YOUR TASK: Within the records that follow, find every line containing the string "query". Copy those lines.

[Start of Attachment]

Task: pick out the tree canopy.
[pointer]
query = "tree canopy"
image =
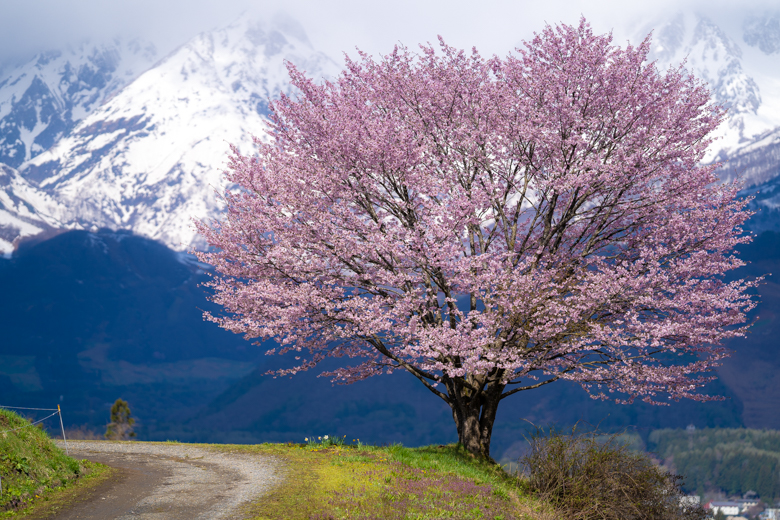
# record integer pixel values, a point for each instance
(489, 225)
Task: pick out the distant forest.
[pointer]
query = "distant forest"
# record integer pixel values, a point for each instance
(732, 460)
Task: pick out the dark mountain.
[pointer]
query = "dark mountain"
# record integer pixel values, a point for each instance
(89, 317)
(86, 318)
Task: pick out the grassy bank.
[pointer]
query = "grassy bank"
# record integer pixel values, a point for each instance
(330, 481)
(33, 470)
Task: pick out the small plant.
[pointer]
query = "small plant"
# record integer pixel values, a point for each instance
(121, 426)
(326, 440)
(588, 476)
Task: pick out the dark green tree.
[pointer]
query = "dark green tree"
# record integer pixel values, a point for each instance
(121, 426)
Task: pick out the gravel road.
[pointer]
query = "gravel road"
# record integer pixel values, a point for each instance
(171, 481)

[End of Attachment]

EXERCISE RESULT:
query = "tree canopy"
query = "distant forest"
query = "dark mountain"
query = "grassy bank"
query = "small plant"
query = "dark green tree"
query = "gravel road"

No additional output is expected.